Provided material START
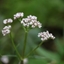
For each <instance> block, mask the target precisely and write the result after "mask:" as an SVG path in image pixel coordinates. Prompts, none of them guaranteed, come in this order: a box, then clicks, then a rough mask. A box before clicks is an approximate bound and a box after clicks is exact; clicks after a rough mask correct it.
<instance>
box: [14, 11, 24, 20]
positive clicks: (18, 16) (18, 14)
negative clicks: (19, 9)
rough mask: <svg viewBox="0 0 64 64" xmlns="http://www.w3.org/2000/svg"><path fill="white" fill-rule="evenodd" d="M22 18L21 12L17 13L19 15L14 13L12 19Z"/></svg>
mask: <svg viewBox="0 0 64 64" xmlns="http://www.w3.org/2000/svg"><path fill="white" fill-rule="evenodd" d="M23 16H24V13H23V12H19V13H16V14H15V15H14V19H17V18H22V17H23Z"/></svg>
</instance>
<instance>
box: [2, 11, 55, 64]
mask: <svg viewBox="0 0 64 64" xmlns="http://www.w3.org/2000/svg"><path fill="white" fill-rule="evenodd" d="M23 16H24V13H23V12H19V13H16V14H14V20H16V19H18V20H19V21H20V23H21V25H22V27H23V29H24V31H25V39H24V43H23V44H24V46H23V52H22V53H23V55H22V56H21V55H20V53H19V52H18V50H17V48H16V45H15V44H14V40H13V37H12V31H11V29H12V26H11V25H10V23H13V20H12V19H11V18H9V19H5V20H3V23H4V24H6V26H5V27H4V28H3V29H2V34H3V36H6V35H7V34H9V35H10V39H11V42H12V45H13V47H14V49H15V51H16V54H17V56H18V58H19V60H20V61H22V62H21V64H24V62H23V61H24V59H25V58H28V57H29V56H30V55H31V54H32V53H33V52H34V51H35V50H36V49H37V48H38V47H40V46H41V45H42V43H43V41H45V40H48V39H49V38H51V39H55V37H54V36H53V35H52V33H49V31H46V32H40V33H38V37H39V38H41V41H42V42H41V43H40V44H39V45H37V46H36V47H35V48H34V49H32V50H31V51H30V52H29V53H28V54H27V55H26V56H25V50H26V44H27V36H28V32H29V30H30V29H34V28H36V27H37V28H41V27H42V24H41V23H40V22H39V21H38V20H37V17H36V16H32V15H29V16H27V17H26V18H23Z"/></svg>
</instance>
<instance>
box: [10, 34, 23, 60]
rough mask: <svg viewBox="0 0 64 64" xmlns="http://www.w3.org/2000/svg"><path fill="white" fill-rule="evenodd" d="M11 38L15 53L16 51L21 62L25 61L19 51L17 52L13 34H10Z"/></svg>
mask: <svg viewBox="0 0 64 64" xmlns="http://www.w3.org/2000/svg"><path fill="white" fill-rule="evenodd" d="M10 38H11V41H12V45H13V47H14V49H15V51H16V54H17V56H18V58H19V59H20V60H23V59H22V57H21V55H20V54H19V52H18V50H17V48H16V46H15V44H14V41H13V37H12V34H11V33H10Z"/></svg>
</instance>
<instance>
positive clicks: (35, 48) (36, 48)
mask: <svg viewBox="0 0 64 64" xmlns="http://www.w3.org/2000/svg"><path fill="white" fill-rule="evenodd" d="M42 43H43V42H41V43H40V44H39V45H37V47H36V48H34V49H32V51H30V52H29V53H28V54H27V56H26V57H28V56H29V55H30V54H32V53H33V52H34V51H35V50H36V49H37V48H38V47H40V46H41V45H42Z"/></svg>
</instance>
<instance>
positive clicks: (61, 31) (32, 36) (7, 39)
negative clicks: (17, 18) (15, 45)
mask: <svg viewBox="0 0 64 64" xmlns="http://www.w3.org/2000/svg"><path fill="white" fill-rule="evenodd" d="M17 12H24V17H26V16H28V15H35V16H37V17H38V20H39V21H40V22H41V23H42V28H41V29H37V28H36V29H32V30H31V31H30V32H29V34H28V40H27V41H28V43H27V48H26V54H27V53H28V52H29V51H30V50H31V49H32V48H33V47H34V46H35V45H38V44H39V43H40V42H41V41H40V39H39V38H38V37H37V34H38V33H39V32H40V31H46V30H48V31H49V32H50V33H53V35H54V36H55V37H56V39H55V40H51V39H50V40H48V41H45V42H44V43H43V44H42V46H41V47H40V48H38V49H37V50H36V51H35V52H34V53H33V54H32V55H31V57H30V58H28V64H48V63H50V64H52V63H54V64H64V0H0V57H2V55H11V56H9V64H18V62H19V61H18V59H17V58H16V57H15V56H14V55H16V53H15V51H14V49H13V46H12V44H11V40H10V38H9V37H8V35H6V36H5V37H4V36H3V35H2V33H1V30H2V28H3V27H4V24H3V20H4V19H6V18H13V15H14V14H15V13H17ZM12 27H13V29H12V31H13V37H14V42H15V44H16V46H17V48H18V50H19V53H20V54H21V55H22V48H23V39H24V31H23V29H22V27H21V24H20V23H19V21H17V20H16V21H14V22H13V24H12ZM0 62H1V61H0Z"/></svg>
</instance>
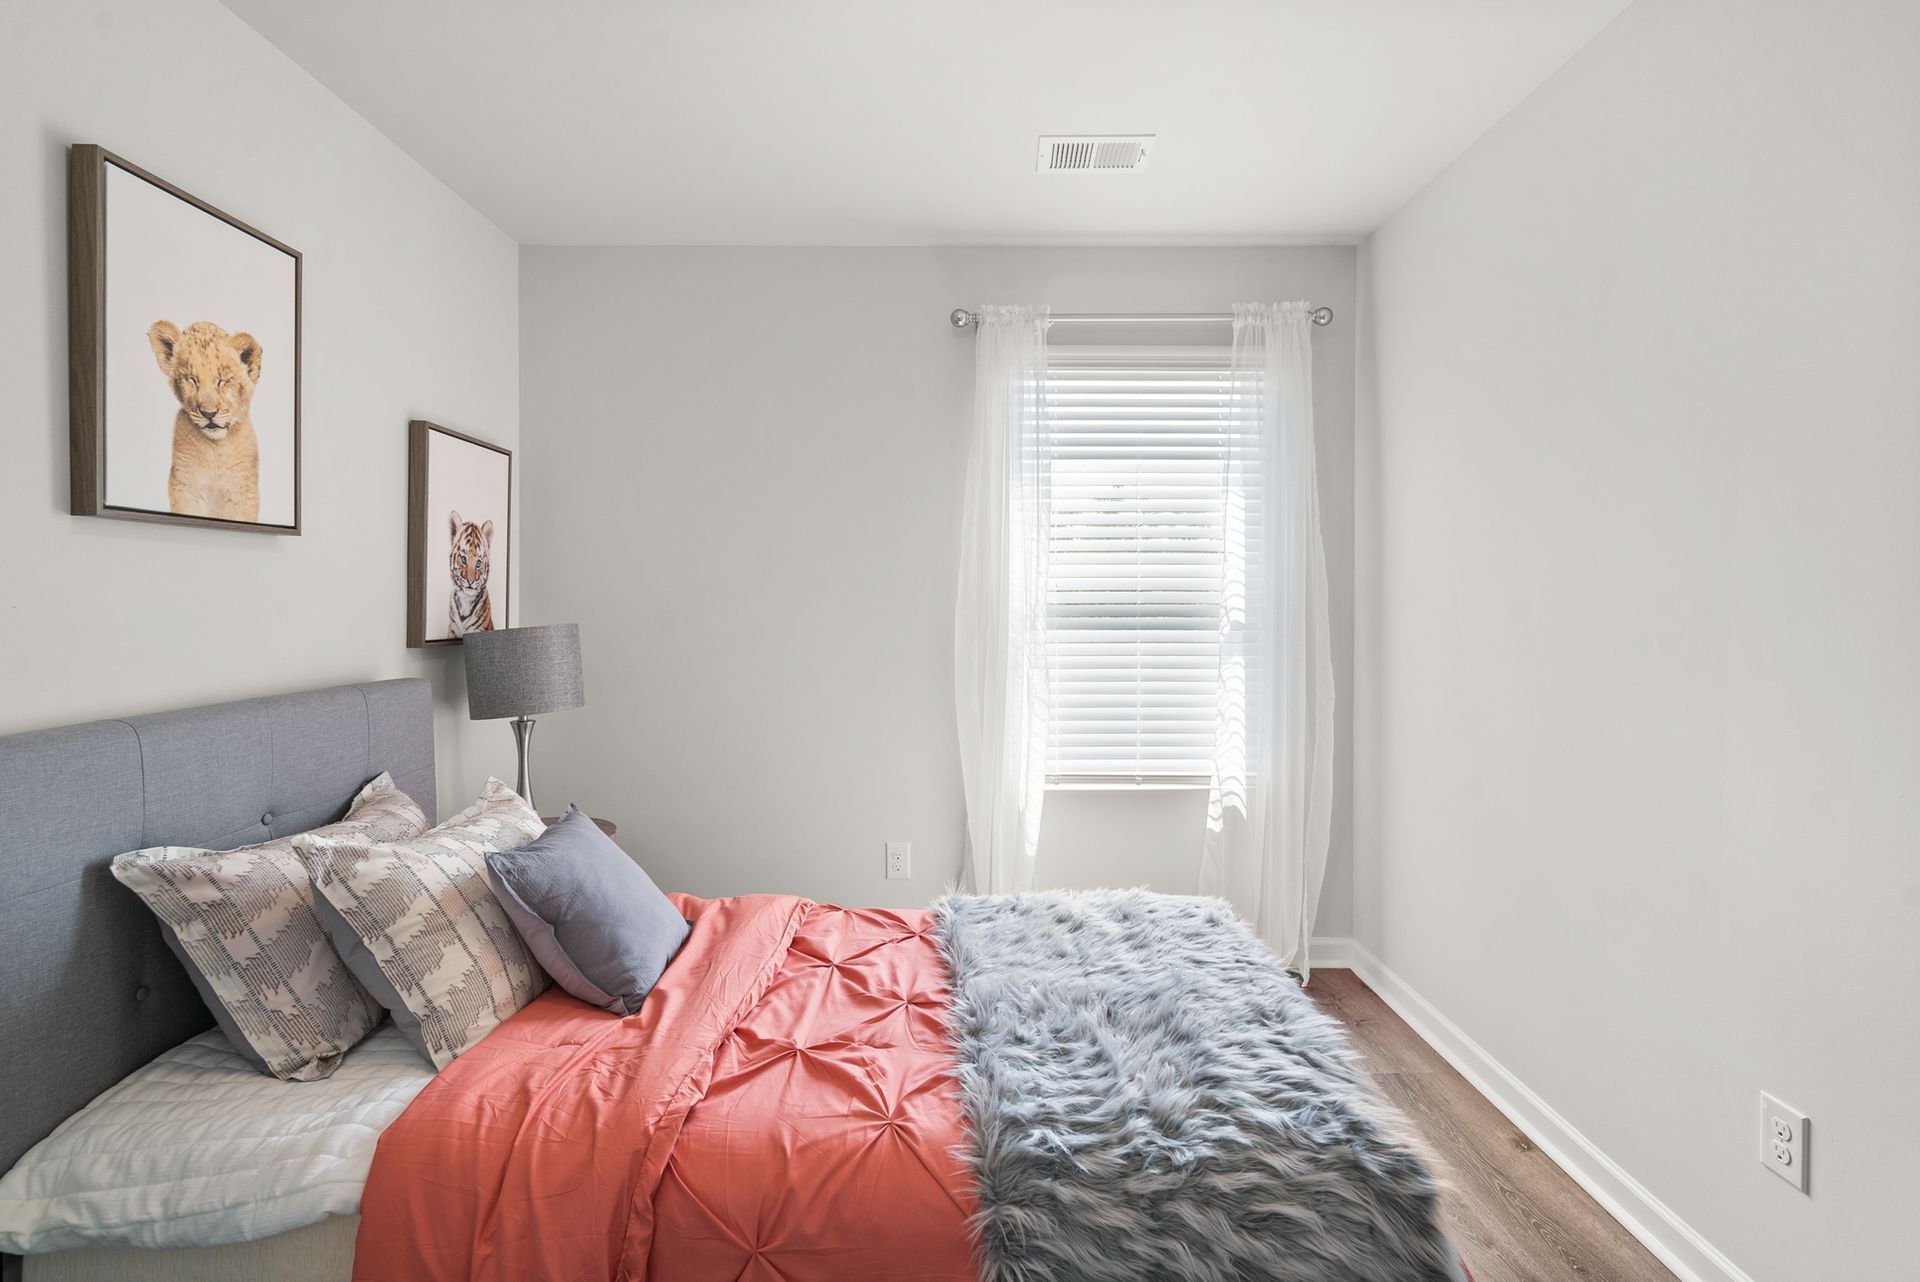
Provided material END
> [Your task]
Exact repeats of the lines from the first one in the data through the line containing "negative clicks: (19, 9)" make up the answer. Pictures do not.

> [Result for this exercise]
For each <instance> block, mask the target precisely and write the result after "mask:" as an SVG path in image pixel coordinates. Prompts, none of them guaranteed, come in this order: a box, then clicks, then a rough mask. A box before clicks is an approximate bound and a box after clicks is exact; clicks after a rough mask correct it.
<instance>
box: [14, 11, 24, 20]
positive clicks: (18, 16) (18, 14)
negative clicks: (19, 9)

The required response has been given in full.